## PASSAGE

......

Anyone seeking to understand Donald Trump’s legal travails and what might be his next move will find it both informative and amusing to poke about in the New York State Commission on Judicial Conduct’s (NYCJC) database of judges dragged off the bench. Helpfully, the Commission has made the determinations available for key-word searches, so “bribe”, “driving while intoxicated”, “disbarred” and “imprisoned” bring up some quite staggering cases of judicial malfeasance.

Cases like this one, for instance, which saw a NY State Supreme Court judge accept cash and gifts to settle lawsuits in favour of an upstate Democratic Party boss who, just by the way, also happened to be under indictment for the rape of an 11-year-old. Then there is the NYCJC’s account of a Queens judge’s bizarre antics. Apparently inspired by nothing but sheer spite for a back-talking police witness, she opened the court’s side door for a violent drug dealer who was keen to avoid detectives waiting for him on the front steps. Even by Victoria’s current standards, New York justice is a strange and smelly thing, as “convicted felon” Trump will continue telling anyone, everywhere and all the time as November 5 draws closer.

All up since 1982, some 953 New York judges (as of the most recent update) have been “censured” for misconduct, “admonished” not to do whatever they did again, or simply sacked in disgrace. That’s an average of 22 judges disciplined every year, four of whom banned outright from ever again presiding. Select at random just about any ruling in the NYCJC’s ledger and it’s not hard to grasp why Trump had no chance of a fair trial in a Blue state where judicial office is attained via political patronage. All this needs to be kept in mind while wondering how Trump’s legal team will go about lodging and pursuing his appeal.

......

## GIVEN ENTRIES
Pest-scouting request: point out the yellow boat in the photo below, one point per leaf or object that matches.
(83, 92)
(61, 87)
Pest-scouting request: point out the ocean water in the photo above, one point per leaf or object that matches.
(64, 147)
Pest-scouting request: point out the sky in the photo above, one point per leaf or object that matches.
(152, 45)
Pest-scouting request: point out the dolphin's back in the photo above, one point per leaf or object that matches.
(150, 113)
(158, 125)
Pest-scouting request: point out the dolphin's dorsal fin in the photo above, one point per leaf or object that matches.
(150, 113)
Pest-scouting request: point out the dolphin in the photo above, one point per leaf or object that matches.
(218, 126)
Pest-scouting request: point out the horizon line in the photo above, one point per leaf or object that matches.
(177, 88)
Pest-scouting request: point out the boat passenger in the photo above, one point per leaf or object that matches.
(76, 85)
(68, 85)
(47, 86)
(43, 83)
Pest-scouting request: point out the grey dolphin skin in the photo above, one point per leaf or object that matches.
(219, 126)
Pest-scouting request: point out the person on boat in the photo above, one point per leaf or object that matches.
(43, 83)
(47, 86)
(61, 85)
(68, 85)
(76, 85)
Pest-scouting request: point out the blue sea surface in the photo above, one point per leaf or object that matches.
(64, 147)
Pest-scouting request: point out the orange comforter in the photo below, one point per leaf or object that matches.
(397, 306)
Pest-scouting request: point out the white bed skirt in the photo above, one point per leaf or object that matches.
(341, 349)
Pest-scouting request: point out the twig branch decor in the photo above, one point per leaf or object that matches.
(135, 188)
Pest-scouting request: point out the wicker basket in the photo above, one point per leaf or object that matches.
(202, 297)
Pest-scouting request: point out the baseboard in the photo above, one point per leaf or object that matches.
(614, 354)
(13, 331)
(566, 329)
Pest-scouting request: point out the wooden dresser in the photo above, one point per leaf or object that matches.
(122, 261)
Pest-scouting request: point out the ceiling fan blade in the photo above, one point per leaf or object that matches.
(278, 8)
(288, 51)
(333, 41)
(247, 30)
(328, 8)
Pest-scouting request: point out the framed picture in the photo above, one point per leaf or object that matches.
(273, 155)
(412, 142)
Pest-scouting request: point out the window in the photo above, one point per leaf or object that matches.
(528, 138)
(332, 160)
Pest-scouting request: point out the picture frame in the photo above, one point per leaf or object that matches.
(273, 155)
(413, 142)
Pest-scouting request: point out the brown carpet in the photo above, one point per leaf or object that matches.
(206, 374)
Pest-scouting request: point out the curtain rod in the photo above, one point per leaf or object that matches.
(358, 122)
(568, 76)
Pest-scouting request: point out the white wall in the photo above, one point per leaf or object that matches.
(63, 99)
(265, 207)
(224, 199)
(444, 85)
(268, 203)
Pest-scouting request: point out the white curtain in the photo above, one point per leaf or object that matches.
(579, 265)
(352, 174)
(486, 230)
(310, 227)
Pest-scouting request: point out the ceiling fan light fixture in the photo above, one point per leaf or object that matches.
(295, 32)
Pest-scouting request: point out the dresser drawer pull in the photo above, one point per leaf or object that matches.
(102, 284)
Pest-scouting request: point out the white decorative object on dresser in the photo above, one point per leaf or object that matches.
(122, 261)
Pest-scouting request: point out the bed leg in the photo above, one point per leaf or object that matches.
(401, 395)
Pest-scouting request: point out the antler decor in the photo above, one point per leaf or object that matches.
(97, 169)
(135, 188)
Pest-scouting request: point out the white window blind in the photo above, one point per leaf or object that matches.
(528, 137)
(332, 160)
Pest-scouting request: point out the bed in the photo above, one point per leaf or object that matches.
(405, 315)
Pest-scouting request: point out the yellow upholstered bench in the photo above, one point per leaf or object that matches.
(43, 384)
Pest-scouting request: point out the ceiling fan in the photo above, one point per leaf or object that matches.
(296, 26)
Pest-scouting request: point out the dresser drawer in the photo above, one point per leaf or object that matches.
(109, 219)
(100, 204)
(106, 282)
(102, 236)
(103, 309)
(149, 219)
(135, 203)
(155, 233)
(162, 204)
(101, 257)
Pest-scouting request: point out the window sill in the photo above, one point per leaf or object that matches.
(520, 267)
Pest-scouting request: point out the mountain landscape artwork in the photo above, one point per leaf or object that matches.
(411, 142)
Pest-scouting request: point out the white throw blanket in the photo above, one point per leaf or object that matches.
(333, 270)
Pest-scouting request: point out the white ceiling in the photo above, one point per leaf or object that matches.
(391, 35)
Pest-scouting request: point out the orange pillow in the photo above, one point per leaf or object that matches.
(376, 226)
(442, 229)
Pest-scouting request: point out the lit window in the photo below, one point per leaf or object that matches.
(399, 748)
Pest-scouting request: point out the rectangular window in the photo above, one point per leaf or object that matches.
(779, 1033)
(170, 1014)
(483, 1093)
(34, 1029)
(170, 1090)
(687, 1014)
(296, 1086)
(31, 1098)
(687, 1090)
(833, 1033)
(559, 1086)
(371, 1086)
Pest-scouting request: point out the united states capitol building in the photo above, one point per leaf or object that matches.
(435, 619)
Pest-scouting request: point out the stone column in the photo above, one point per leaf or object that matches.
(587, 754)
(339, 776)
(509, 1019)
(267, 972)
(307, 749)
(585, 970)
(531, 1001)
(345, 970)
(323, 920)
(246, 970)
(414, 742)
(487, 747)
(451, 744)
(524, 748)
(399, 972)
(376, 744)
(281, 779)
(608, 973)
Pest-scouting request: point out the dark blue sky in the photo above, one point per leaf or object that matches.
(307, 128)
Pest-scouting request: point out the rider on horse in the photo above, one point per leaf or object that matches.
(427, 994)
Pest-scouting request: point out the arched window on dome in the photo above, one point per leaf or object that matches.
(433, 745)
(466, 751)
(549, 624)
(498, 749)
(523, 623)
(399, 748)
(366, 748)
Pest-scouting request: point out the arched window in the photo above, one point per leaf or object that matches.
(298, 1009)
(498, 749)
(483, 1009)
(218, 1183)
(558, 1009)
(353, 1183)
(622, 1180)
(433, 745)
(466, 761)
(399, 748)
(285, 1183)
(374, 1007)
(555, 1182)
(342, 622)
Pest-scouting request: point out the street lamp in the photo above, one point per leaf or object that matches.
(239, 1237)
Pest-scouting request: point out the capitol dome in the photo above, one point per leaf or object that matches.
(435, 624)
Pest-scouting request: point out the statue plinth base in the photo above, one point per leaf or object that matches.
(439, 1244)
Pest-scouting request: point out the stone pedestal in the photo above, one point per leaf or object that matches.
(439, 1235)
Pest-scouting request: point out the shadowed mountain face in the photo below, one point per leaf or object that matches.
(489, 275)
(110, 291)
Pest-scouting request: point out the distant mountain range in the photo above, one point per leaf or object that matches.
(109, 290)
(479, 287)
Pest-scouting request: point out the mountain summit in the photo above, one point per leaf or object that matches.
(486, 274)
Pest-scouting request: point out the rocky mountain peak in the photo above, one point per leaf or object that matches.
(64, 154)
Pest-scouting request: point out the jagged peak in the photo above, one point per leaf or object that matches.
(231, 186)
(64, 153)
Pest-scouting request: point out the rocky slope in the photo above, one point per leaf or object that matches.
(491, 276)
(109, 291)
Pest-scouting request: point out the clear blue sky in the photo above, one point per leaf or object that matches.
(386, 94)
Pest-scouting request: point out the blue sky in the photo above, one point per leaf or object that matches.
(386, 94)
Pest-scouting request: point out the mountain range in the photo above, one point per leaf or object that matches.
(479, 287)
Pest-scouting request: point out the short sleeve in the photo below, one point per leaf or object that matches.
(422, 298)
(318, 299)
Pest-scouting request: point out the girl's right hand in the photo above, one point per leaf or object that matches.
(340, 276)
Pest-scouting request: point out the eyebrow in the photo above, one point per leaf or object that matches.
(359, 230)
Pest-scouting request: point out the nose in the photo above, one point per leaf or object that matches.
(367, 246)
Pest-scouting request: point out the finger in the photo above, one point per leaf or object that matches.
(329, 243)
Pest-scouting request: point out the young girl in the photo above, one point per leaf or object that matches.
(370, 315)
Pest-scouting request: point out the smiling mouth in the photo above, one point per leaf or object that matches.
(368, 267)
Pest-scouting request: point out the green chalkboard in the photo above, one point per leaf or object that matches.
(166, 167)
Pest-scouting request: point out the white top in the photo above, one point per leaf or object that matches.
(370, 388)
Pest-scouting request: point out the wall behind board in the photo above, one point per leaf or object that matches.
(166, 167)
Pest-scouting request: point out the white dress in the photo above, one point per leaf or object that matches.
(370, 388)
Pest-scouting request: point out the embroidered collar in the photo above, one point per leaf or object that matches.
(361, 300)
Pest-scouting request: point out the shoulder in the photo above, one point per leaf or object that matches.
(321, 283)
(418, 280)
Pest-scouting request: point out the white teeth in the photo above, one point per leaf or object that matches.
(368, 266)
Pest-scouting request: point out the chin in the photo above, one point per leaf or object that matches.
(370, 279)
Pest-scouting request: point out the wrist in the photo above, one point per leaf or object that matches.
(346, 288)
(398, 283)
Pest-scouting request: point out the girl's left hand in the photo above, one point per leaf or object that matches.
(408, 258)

......

## WORK TO COMPLETE
1 – List the search terms that the passage on New York judicial misconduct says bring up staggering cases.
2 – Please pick up the passage on New York judicial misconduct where it stops and write the next part.
You won't need the lines for any of this.

## RESULTS
1 –
- "bribe"
- "driving while intoxicated"
- "disbarred"
- "imprisoned"

2 –
The first thing to know is that a jury decides innocent or guilty but does not convict, not as such. This will happen officially on July 11, when Judge Juan Marchan reveals what he has in store for Trump, which in theory could be as much as 136 years incarceration, four for each of the 34 charges. Marchan could jail him for a shorter period, and just might given everything Trump has said about him, or order house arrest and the latest in techno anklewear. He even has the option of ripping up the jury’s verdict and dismissing all charges, which isn’t likely in the least. Were this any other standard-issue, garden-variety, New York-style bent operator on the bench, they would be the only options and that would be how the appeal process plays out — guilty, formally convicted, sentenced, appeal lodged.

But Trump is a former president and an aspiring one, the latter distinction possibly opening an escape from the cesspit of New York justice via avenues of appeal unavailable to lesser mortals, whose only option is to fight their convictions through those successive strata of state courts. When all the home turf appeal options have been exhausted then, finally, the US Supreme Court can get involved, if the justices are so inclined. Below are some of the 21 judges available to hear the first New York appeal. Given the inclination, political provenance and Democrat affiliations, one doesn’t need to be clairvoyant to anticipate the result, or that the process that would drag on for years.

Being an ex-president does have its advantages, however, as Jed Rubinfeld, a Yale law professor, explains in this video. Rather than submit to foregone maulings in New York’s courts, Trump could take his appeal straight to a federal jurisdiction. Rubinfeld writes (emphasis added)

…There are surveys, many polls in which a substantial number of American voters say they will not vote for Trump if he is convicted of a felony. Many independents say that, many Republicans even say that. If that’s true, an unlawful conviction in this case could interfere with and in fact decide the outcome of the next election of the next President of the United States.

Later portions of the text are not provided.